▶ [TASK BRIEF]
I need the number of lines in the data that include "ledge"; reply with that number alone.

▶ [RECORDS FOR THE EXERCISE]

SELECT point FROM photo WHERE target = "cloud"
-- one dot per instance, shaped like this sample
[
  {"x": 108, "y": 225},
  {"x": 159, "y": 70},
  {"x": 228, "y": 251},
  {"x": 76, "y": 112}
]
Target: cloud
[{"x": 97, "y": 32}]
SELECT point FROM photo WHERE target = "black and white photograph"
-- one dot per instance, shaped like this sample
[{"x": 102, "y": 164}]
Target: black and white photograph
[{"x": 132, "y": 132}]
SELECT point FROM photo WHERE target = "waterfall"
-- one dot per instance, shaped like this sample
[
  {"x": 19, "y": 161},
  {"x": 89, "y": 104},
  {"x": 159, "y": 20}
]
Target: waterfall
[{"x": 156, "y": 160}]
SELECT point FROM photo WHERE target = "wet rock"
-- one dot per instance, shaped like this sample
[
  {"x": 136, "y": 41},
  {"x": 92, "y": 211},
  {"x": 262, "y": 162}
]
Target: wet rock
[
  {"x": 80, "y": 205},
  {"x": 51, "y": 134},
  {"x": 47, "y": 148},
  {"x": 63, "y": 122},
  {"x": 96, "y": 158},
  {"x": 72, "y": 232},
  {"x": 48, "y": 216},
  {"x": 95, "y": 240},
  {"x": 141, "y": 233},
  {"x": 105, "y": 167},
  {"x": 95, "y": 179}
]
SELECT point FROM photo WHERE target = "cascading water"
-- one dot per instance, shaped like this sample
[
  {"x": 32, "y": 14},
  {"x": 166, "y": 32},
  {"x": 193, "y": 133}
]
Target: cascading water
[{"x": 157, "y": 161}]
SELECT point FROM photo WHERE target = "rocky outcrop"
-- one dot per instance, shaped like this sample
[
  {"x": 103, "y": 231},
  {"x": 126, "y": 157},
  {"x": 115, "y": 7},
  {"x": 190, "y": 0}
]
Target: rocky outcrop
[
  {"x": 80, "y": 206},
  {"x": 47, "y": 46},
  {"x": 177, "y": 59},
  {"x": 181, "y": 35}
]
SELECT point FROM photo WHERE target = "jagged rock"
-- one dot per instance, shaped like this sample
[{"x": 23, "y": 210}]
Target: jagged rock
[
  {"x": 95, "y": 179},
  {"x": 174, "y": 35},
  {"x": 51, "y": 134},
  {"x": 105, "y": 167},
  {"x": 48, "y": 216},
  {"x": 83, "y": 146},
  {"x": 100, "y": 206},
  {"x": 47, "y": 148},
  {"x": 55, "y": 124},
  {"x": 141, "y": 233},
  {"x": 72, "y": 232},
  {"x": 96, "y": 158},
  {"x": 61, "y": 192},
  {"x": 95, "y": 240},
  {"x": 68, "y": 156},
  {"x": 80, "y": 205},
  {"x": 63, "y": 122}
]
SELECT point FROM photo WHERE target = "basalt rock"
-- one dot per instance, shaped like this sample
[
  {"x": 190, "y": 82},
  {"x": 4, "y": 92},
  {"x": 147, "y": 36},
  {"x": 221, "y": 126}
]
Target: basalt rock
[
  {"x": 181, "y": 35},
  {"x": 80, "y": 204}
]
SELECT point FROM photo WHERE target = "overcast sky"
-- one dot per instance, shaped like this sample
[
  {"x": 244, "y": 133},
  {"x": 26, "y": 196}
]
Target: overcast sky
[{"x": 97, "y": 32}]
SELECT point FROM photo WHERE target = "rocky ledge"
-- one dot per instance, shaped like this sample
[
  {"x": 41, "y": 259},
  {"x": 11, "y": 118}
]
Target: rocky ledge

▶ [ANSWER BOX]
2